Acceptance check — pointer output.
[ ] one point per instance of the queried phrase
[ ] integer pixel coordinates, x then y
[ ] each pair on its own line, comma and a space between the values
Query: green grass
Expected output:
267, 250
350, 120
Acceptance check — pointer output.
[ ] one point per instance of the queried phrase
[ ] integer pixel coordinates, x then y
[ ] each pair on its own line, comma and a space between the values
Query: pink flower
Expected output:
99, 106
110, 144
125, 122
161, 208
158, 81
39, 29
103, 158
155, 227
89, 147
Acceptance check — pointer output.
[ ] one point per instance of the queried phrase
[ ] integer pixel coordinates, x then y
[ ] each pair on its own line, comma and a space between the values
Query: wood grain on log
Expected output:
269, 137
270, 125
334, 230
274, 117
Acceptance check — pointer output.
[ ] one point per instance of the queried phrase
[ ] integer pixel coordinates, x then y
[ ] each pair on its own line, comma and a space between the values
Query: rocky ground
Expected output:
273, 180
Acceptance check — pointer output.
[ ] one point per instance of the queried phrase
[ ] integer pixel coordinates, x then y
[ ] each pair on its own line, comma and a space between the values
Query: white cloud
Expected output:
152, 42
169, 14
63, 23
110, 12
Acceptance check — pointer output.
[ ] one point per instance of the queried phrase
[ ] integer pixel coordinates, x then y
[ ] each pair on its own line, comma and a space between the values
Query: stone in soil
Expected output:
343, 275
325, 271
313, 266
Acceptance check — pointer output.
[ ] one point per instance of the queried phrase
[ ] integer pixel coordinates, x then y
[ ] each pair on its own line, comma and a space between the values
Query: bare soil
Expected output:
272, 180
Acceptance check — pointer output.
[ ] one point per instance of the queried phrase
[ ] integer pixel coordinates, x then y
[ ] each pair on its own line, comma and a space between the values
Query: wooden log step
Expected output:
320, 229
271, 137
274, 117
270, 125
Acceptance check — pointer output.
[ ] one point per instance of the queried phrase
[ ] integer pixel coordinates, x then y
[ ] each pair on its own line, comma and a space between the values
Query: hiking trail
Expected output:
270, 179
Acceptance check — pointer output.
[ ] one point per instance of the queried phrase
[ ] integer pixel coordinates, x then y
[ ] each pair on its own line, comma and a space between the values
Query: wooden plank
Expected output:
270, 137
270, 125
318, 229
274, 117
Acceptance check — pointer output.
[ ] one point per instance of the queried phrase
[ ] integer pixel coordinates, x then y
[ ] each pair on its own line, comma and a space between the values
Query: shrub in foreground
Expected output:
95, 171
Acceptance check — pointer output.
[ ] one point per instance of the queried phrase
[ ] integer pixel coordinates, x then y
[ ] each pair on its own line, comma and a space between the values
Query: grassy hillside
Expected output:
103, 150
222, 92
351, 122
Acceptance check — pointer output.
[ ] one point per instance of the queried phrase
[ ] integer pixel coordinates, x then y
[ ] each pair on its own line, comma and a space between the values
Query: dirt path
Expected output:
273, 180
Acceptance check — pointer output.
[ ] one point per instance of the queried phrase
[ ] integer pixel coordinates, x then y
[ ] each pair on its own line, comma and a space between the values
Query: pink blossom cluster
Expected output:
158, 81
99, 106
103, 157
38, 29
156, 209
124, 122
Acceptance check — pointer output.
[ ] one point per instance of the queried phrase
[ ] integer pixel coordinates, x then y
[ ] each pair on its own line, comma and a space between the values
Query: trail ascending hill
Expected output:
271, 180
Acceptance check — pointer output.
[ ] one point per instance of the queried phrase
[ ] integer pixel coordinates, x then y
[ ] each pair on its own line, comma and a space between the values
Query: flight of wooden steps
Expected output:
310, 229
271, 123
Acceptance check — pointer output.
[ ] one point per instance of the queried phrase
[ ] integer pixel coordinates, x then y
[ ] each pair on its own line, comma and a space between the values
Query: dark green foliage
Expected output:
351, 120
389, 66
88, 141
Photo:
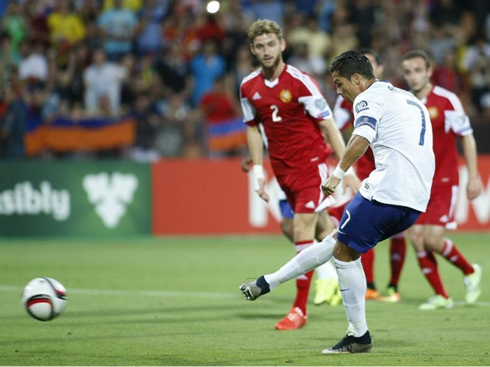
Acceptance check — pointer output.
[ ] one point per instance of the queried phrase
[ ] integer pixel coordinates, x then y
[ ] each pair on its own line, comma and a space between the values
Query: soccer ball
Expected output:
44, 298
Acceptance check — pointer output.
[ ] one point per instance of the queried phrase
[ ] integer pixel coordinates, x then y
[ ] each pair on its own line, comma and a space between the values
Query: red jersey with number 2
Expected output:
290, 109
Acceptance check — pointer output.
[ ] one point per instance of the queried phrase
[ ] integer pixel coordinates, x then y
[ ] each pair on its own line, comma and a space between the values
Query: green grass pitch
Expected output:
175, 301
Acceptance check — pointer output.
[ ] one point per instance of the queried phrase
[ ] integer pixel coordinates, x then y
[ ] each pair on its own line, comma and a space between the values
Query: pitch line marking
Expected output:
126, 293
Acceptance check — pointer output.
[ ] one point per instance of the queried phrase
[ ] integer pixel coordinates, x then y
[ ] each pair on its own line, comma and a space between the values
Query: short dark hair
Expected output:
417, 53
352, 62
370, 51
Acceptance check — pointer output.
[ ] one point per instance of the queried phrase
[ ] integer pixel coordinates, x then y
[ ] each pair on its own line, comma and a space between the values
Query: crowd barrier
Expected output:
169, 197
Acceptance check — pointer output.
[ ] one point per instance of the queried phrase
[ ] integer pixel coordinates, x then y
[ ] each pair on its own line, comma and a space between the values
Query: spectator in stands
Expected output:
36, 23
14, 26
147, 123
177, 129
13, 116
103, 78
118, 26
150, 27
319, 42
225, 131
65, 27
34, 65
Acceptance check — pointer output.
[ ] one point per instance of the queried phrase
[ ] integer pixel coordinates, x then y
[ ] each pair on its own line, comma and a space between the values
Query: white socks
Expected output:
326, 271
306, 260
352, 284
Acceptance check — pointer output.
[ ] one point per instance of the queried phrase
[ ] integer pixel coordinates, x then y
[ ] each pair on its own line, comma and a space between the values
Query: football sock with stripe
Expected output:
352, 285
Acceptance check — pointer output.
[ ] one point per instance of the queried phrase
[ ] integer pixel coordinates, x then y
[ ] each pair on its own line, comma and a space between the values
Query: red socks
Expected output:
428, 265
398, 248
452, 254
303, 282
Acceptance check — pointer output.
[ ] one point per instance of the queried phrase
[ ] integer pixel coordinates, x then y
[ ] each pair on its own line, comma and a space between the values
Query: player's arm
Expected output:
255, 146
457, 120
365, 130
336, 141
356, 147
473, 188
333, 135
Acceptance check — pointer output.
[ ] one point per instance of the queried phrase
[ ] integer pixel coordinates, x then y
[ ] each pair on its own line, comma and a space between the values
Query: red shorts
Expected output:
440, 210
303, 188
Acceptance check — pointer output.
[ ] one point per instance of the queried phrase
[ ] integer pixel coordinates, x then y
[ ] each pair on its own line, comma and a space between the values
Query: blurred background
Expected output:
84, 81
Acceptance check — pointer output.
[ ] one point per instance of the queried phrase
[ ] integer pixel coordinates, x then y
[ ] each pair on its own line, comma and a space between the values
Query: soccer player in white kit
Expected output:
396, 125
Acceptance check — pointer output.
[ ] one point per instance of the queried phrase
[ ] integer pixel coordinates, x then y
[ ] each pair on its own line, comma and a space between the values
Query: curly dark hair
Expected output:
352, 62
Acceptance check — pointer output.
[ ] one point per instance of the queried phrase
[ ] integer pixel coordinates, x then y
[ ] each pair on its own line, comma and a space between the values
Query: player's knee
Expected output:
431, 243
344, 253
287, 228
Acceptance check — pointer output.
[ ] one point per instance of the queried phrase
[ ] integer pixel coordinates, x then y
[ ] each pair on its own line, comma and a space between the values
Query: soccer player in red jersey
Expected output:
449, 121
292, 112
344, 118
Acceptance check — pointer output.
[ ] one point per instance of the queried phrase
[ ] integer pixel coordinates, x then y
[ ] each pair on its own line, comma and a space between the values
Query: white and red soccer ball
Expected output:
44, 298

◇ ◇ ◇

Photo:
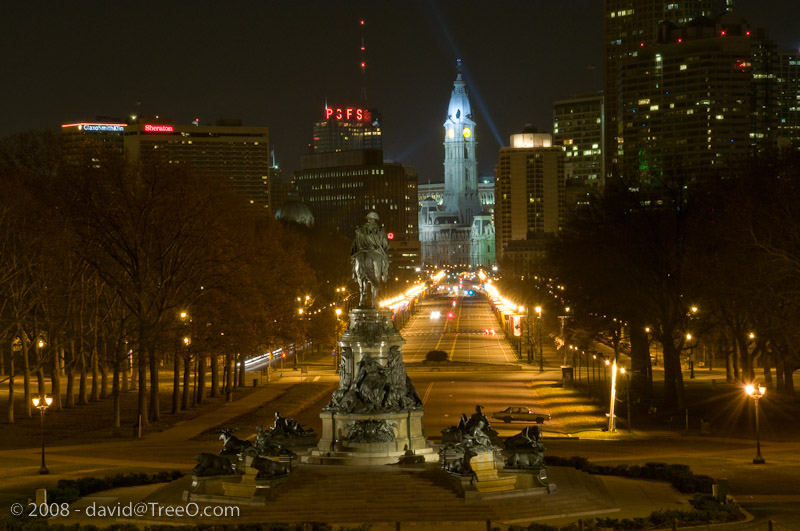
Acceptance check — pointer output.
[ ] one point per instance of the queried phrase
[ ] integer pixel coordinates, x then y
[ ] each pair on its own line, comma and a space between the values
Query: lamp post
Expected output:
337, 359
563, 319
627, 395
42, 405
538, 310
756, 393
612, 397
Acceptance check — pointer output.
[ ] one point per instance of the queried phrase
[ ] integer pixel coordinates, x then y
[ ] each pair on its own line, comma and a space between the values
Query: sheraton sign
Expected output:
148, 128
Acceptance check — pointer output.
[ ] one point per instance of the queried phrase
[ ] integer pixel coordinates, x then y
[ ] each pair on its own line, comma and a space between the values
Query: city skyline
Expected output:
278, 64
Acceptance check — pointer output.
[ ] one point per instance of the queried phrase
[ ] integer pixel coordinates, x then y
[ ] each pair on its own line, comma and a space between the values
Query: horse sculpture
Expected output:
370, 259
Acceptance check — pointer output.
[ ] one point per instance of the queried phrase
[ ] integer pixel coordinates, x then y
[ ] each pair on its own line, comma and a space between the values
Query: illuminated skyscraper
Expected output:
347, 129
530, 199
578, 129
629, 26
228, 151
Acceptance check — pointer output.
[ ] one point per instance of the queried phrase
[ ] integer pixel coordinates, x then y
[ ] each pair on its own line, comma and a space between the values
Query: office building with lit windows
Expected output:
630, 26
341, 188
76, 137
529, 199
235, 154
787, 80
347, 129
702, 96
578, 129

◇ ◇ ◇

Instructions for the task -> From the entries above, extract every line where the word "soccer" appears.

Answer to the exercise ->
Query: soccer ball
Query: soccer player in white kit
Query: soccer player in red jersey
Query: white and red soccer ball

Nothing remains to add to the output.